ПРЕДЛОЖЕННЫЙ ТЕКСТ -
──────────────────────────────

Как же противопоставить этому прекрасному пафосу — обывательщину? А вот как.
Вот вам Балле, который кладет голову в пасть революционного льва, только чтобы посмотреть на любимую женщину. Ромен Роллан восславляет его за это в своем предисловии20, но к концу своей пьесы он отбрасывает Балле, и вся эта музыка высокой преданности женщине превращается в собственную противоположность, когда он бежит, покидая женщину в объятиях своего старого соперника и среди опасностей, не почувствовать которых мог бы только идиот. Поэтому Ромен Роллан не слишком настаивает на героизме Балле.
Теперь ученого-обывателя Курвуазье возводит он на высшую вершину. Правда, Курвуазье не то революционер, не то нет. Правда, он нам говорит о своей слабости. Слабость — ведь это ужасно симпатичная вещь для обывателя. Но в момент, когда изменила ему жена и когда он запутался в собственных своих противоречиях, Курвуазье решается открыто выступить и пасть жертвой политического осуждения. Приносимая им жертва, да еще при ослабляющих ее ценность обстоятельствах, нисколько не может закрыть от нас того, что вся философия, под нею таящаяся, есть обывательская мудрость, что тенденция Курвуазье клонится к защите спокойных будней сытых средних классов. Но все же жертвенность бросает на все это ореол, заставляющий симпатически биться сердце публики.
Наконец — Софи. По существу, в ней преобладало рабье женское чувство. Муж и жена должны быть заодно. Несмотря на все внешнее спокойствие, чувствуется истерическая экзальтация, — может быть, продукт общих перенапряженных нервов той эпохи, — в этой готовности умереть, в сущности совершенно бесполезной. Софи, в разговоре с Жеромом, говорила разумные вещи о том, что перипетии революции не должны заставить отступать людей, знающих ее глубокие принципы и ее великие цели, но теперь она этого не думает и просто хочет умереть с мужем. Софи, в разговоре с подругой и в диалогах с Балле, противопоставляла непосредственное право молодого существа на любовь всем мещанским добродетелям, но сейчас она очень легко отбросила все это и только хочет умереть со своим мужем. Разве это не трогательно?
Но что, собственно, таится за этой трогательностью? Те самые мещанские добродетели супружеской верности, над которыми Ромен Роллан мимоходом чуть было не посмеялся. Таким образом, мы не находим в героических фигурах Ромена Роллана ничего другого, кроме экзальтированного и приподня того обывательского духа.
Философы обывательщины, рыцари обывательщины, мученики обывательщины, поэты обывательщины? Конечно, они в известном случае оказываются и философами, и мучениками, и поэтами.
Но как жаль, что все это уходит на то, чтобы восславить обывательщину; как жаль, что за всем этим пацифизмом, сверкающим такими украшениями, в сущности, живет человек, жаждущий амбюскады[22], жаждущий спрятаться в искусстве, уклониться от воинской повинности, дезертировать с острых постов, предуказанных историей. Когда Ромен Роллан в эпоху мировой войны говорил о необходимости прекратить ее, боролся против нее21, презренные политики буржуазии или одураченные ими легковеры упрекали Ромена Роллана и говорили: «Ваша будто бы благородная, интернациональная, гуманистическая позиция приемлется в особенности теми, кто хочет уклониться от дани крови своему времени под ее кровом».

──────────────────────────────

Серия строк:
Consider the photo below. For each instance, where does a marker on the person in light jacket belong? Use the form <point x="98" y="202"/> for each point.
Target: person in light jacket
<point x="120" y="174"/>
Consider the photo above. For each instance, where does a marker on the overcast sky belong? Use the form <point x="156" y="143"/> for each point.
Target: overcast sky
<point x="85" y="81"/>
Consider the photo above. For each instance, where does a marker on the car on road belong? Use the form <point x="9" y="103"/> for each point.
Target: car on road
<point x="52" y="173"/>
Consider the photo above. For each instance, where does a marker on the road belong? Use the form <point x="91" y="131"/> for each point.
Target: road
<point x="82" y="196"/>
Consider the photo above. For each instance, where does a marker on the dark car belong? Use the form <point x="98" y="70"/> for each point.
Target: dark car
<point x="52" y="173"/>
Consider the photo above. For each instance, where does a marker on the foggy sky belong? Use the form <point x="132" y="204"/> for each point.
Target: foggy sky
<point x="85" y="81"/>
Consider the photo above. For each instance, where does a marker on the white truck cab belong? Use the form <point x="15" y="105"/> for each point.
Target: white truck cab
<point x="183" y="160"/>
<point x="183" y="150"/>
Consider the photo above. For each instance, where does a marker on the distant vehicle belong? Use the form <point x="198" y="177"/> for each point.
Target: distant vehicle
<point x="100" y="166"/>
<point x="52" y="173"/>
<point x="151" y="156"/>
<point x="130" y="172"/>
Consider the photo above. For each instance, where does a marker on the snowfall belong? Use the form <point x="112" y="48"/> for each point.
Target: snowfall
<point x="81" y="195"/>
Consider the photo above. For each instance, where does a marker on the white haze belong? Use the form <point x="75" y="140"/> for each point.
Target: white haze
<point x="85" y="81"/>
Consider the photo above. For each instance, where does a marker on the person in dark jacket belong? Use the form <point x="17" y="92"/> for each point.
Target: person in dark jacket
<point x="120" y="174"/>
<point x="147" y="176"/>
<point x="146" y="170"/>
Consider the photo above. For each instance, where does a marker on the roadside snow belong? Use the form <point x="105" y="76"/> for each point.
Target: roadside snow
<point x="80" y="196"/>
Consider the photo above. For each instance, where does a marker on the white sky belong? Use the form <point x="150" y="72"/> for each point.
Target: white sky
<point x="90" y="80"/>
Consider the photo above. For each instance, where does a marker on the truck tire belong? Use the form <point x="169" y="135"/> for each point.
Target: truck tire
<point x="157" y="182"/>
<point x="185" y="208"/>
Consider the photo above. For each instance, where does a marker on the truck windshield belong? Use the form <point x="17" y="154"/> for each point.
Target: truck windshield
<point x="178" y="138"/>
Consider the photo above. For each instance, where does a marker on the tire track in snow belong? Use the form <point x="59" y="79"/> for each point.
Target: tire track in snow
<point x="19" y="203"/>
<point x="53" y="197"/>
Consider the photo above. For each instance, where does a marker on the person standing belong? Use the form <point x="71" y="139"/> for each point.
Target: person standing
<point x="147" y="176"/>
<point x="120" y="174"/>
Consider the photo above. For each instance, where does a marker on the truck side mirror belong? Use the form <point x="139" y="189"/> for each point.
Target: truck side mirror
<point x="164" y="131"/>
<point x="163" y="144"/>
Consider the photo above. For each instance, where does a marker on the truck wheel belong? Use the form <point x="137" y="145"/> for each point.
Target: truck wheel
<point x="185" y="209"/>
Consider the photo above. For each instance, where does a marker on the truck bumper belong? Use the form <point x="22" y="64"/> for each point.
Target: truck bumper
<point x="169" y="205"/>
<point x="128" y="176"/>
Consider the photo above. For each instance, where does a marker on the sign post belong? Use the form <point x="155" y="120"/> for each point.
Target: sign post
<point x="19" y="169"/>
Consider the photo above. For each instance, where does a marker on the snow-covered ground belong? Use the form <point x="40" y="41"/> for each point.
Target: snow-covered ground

──────────────────────────────

ЗАДАНИЯ ДЛЯ ВЫПОЛНЕНИЯ -
1/ Определите, согласуются ли с текстом о героях пьесы Ромена Роллана утверждения (a), (b) и (c). На каждое ответьте «да» или «нет» и точно процитируйте решающие слова текста.
(a) Балле бежит, оставляя женщину в объятиях своего старого соперника.
(b) В разговоре с Жеромом Софи говорила, что перипетии революции должны заставить людей отступать.
(c) Курвуазье решается открыто выступить в момент, когда ему изменила жена.
2/ Процитируйте дословно фрагмент текста о героях пьесы Ромена Роллана: всё начиная со слов «Наконец — Софи.» и вниз до слов «это не трогательно?».

ВЫПОЛНЕННЫЕ ЗАДАНИЯ -
1/
(a) Да: «когда он бежит, покидая женщину в объятиях своего старого соперника».
(b) Нет: «перипетии революции не должны заставить отступать людей, знающих ее глубокие принципы и ее великие цели».
(c) Да: «в момент, когда изменила ему жена и когда он запутался в собственных своих противоречиях, Курвуазье решается открыто выступить».

2/
Наконец — Софи. По существу, в ней преобладало рабье женское чувство. Муж и жена должны быть заодно. Несмотря на все внешнее спокойствие, чувствуется истерическая экзальтация, — может быть, продукт общих перенапряженных нервов той эпохи, — в этой готовности умереть, в сущности совершенно бесполезной. Софи, в разговоре с Жеромом, говорила разумные вещи о том, что перипетии революции не должны заставить отступать людей, знающих ее глубокие принципы и ее великие цели, но теперь она этого не думает и просто хочет умереть с мужем. Софи, в разговоре с подругой и в диалогах с Балле, противопоставляла непосредственное право молодого существа на любовь всем мещанским добродетелям, но сейчас она очень легко отбросила все это и только хочет умереть со своим мужем. Разве это не трогательно?